**What is required**
Find each line in the records below that contains the word "sand" and copy those lines.

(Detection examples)
--- start ---
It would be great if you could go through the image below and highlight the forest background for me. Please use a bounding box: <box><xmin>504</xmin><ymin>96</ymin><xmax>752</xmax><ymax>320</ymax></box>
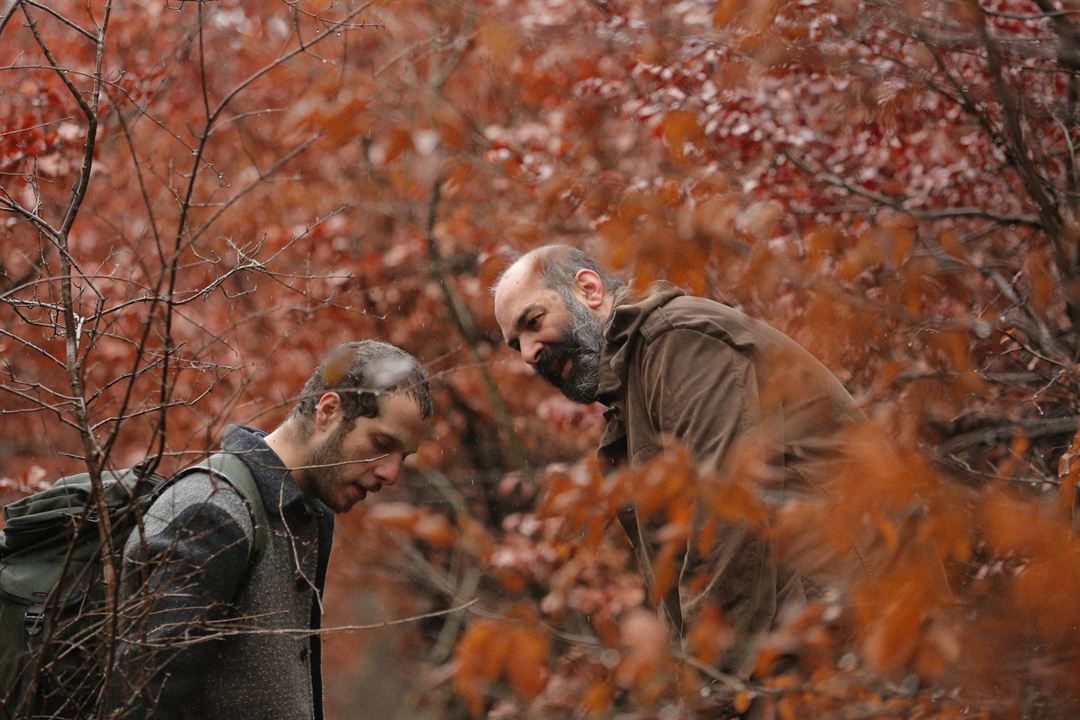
<box><xmin>0</xmin><ymin>0</ymin><xmax>1080</xmax><ymax>718</ymax></box>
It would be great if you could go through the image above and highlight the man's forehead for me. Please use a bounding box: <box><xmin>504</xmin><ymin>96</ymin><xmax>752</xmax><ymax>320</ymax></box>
<box><xmin>495</xmin><ymin>260</ymin><xmax>543</xmax><ymax>325</ymax></box>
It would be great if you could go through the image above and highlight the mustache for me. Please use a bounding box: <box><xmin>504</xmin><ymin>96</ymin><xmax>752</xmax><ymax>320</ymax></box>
<box><xmin>536</xmin><ymin>342</ymin><xmax>581</xmax><ymax>388</ymax></box>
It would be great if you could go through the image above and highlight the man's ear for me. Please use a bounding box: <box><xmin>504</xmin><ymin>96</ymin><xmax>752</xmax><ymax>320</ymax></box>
<box><xmin>573</xmin><ymin>268</ymin><xmax>604</xmax><ymax>310</ymax></box>
<box><xmin>315</xmin><ymin>393</ymin><xmax>341</xmax><ymax>430</ymax></box>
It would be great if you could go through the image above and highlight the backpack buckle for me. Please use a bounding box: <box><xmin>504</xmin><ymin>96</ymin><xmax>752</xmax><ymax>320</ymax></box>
<box><xmin>23</xmin><ymin>593</ymin><xmax>49</xmax><ymax>638</ymax></box>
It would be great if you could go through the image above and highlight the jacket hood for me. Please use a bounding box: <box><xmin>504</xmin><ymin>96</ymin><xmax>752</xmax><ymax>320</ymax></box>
<box><xmin>596</xmin><ymin>281</ymin><xmax>686</xmax><ymax>405</ymax></box>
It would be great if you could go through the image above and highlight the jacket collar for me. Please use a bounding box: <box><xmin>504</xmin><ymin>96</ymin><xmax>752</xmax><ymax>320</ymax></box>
<box><xmin>221</xmin><ymin>425</ymin><xmax>333</xmax><ymax>516</ymax></box>
<box><xmin>596</xmin><ymin>281</ymin><xmax>686</xmax><ymax>406</ymax></box>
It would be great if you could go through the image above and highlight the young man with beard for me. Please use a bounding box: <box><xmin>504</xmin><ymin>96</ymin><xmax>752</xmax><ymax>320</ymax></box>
<box><xmin>494</xmin><ymin>245</ymin><xmax>864</xmax><ymax>674</ymax></box>
<box><xmin>109</xmin><ymin>340</ymin><xmax>432</xmax><ymax>720</ymax></box>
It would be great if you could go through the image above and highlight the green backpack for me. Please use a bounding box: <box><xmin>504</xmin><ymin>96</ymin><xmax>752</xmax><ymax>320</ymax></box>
<box><xmin>0</xmin><ymin>452</ymin><xmax>267</xmax><ymax>720</ymax></box>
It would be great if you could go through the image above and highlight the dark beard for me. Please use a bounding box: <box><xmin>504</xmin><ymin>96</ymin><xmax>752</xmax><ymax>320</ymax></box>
<box><xmin>294</xmin><ymin>423</ymin><xmax>352</xmax><ymax>513</ymax></box>
<box><xmin>536</xmin><ymin>297</ymin><xmax>604</xmax><ymax>405</ymax></box>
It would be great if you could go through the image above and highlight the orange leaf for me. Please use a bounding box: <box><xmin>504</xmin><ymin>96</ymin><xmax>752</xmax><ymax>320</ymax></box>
<box><xmin>507</xmin><ymin>627</ymin><xmax>551</xmax><ymax>699</ymax></box>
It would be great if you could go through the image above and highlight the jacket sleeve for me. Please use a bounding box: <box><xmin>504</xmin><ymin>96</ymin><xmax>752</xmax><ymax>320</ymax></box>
<box><xmin>108</xmin><ymin>474</ymin><xmax>253</xmax><ymax>718</ymax></box>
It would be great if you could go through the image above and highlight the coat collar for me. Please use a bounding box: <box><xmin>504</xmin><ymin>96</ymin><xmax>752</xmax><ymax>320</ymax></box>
<box><xmin>221</xmin><ymin>425</ymin><xmax>333</xmax><ymax>517</ymax></box>
<box><xmin>596</xmin><ymin>281</ymin><xmax>686</xmax><ymax>406</ymax></box>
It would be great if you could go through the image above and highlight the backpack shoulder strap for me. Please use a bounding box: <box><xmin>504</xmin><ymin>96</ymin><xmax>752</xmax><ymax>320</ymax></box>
<box><xmin>173</xmin><ymin>452</ymin><xmax>270</xmax><ymax>562</ymax></box>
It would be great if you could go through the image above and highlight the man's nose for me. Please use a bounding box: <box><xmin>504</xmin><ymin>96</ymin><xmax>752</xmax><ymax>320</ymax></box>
<box><xmin>375</xmin><ymin>452</ymin><xmax>402</xmax><ymax>485</ymax></box>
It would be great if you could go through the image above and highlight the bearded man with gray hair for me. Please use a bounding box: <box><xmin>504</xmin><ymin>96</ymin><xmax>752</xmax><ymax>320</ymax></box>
<box><xmin>494</xmin><ymin>245</ymin><xmax>865</xmax><ymax>675</ymax></box>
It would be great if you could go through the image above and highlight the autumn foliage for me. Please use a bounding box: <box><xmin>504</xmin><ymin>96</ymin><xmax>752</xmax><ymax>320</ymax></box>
<box><xmin>0</xmin><ymin>0</ymin><xmax>1080</xmax><ymax>720</ymax></box>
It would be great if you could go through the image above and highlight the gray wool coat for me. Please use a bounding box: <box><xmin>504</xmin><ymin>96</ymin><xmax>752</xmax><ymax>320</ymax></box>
<box><xmin>107</xmin><ymin>425</ymin><xmax>334</xmax><ymax>720</ymax></box>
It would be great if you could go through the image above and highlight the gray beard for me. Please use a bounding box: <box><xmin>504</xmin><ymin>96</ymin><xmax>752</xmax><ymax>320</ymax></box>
<box><xmin>537</xmin><ymin>296</ymin><xmax>604</xmax><ymax>405</ymax></box>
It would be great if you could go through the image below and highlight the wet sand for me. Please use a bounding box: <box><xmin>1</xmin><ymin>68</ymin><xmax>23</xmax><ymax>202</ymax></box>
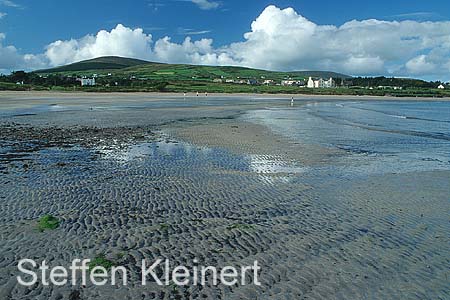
<box><xmin>0</xmin><ymin>94</ymin><xmax>450</xmax><ymax>299</ymax></box>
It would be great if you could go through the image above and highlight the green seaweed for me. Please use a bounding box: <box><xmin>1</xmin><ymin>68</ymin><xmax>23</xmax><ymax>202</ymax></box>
<box><xmin>38</xmin><ymin>215</ymin><xmax>60</xmax><ymax>231</ymax></box>
<box><xmin>227</xmin><ymin>223</ymin><xmax>255</xmax><ymax>230</ymax></box>
<box><xmin>88</xmin><ymin>254</ymin><xmax>114</xmax><ymax>271</ymax></box>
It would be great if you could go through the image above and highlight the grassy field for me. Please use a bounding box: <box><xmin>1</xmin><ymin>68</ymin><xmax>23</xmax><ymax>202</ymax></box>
<box><xmin>35</xmin><ymin>57</ymin><xmax>349</xmax><ymax>82</ymax></box>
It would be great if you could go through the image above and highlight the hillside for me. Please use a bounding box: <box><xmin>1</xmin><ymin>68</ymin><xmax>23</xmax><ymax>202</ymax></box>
<box><xmin>35</xmin><ymin>57</ymin><xmax>350</xmax><ymax>81</ymax></box>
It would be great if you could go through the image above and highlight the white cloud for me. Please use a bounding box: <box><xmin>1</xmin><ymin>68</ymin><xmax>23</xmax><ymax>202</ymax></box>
<box><xmin>45</xmin><ymin>24</ymin><xmax>152</xmax><ymax>66</ymax></box>
<box><xmin>0</xmin><ymin>0</ymin><xmax>23</xmax><ymax>8</ymax></box>
<box><xmin>0</xmin><ymin>33</ymin><xmax>46</xmax><ymax>73</ymax></box>
<box><xmin>191</xmin><ymin>0</ymin><xmax>220</xmax><ymax>10</ymax></box>
<box><xmin>0</xmin><ymin>6</ymin><xmax>450</xmax><ymax>79</ymax></box>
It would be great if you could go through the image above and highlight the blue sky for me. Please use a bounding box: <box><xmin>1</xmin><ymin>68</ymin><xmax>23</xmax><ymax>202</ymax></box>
<box><xmin>0</xmin><ymin>0</ymin><xmax>450</xmax><ymax>80</ymax></box>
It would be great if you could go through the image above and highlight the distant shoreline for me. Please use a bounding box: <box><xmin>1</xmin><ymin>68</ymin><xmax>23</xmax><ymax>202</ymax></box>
<box><xmin>0</xmin><ymin>91</ymin><xmax>450</xmax><ymax>101</ymax></box>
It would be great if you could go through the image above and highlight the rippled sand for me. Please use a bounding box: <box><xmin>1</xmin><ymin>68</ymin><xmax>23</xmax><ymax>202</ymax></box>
<box><xmin>0</xmin><ymin>92</ymin><xmax>450</xmax><ymax>299</ymax></box>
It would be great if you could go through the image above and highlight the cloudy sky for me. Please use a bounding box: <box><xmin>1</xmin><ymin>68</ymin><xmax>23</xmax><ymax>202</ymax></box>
<box><xmin>0</xmin><ymin>0</ymin><xmax>450</xmax><ymax>81</ymax></box>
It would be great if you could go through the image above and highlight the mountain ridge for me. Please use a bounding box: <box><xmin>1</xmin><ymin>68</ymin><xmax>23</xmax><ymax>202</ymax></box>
<box><xmin>34</xmin><ymin>56</ymin><xmax>352</xmax><ymax>80</ymax></box>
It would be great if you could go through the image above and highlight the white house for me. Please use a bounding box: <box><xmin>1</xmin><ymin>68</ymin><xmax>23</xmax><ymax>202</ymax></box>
<box><xmin>307</xmin><ymin>77</ymin><xmax>336</xmax><ymax>89</ymax></box>
<box><xmin>80</xmin><ymin>78</ymin><xmax>95</xmax><ymax>86</ymax></box>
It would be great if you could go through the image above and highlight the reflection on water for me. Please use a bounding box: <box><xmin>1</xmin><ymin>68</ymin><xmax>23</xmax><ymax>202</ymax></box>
<box><xmin>247</xmin><ymin>101</ymin><xmax>450</xmax><ymax>174</ymax></box>
<box><xmin>95</xmin><ymin>140</ymin><xmax>306</xmax><ymax>183</ymax></box>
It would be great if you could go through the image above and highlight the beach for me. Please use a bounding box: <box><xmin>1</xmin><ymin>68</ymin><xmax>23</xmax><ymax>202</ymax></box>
<box><xmin>0</xmin><ymin>92</ymin><xmax>450</xmax><ymax>300</ymax></box>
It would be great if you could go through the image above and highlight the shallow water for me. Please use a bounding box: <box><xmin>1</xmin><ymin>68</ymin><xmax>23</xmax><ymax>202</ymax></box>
<box><xmin>247</xmin><ymin>101</ymin><xmax>450</xmax><ymax>173</ymax></box>
<box><xmin>0</xmin><ymin>102</ymin><xmax>450</xmax><ymax>300</ymax></box>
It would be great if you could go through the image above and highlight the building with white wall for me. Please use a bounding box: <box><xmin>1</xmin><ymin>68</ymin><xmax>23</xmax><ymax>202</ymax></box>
<box><xmin>307</xmin><ymin>77</ymin><xmax>336</xmax><ymax>89</ymax></box>
<box><xmin>80</xmin><ymin>78</ymin><xmax>95</xmax><ymax>86</ymax></box>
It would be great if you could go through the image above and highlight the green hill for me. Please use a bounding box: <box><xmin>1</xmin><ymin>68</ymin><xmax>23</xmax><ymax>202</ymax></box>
<box><xmin>35</xmin><ymin>56</ymin><xmax>350</xmax><ymax>81</ymax></box>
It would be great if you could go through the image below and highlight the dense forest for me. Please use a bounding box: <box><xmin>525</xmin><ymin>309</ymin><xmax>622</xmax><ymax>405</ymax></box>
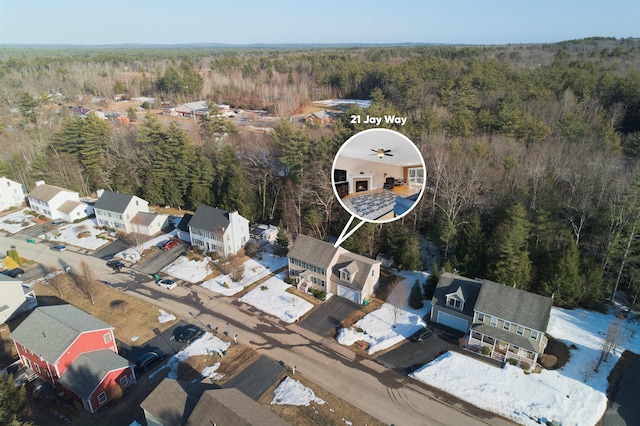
--- end ---
**Exercise result**
It would be great if you could go through the image below and highlight the wet sand for me. Please use a bounding box: <box><xmin>1</xmin><ymin>68</ymin><xmax>23</xmax><ymax>202</ymax></box>
It would be great if you could go through the image above and highlight the rippled sand for me. Please use a bounding box: <box><xmin>1</xmin><ymin>68</ymin><xmax>23</xmax><ymax>202</ymax></box>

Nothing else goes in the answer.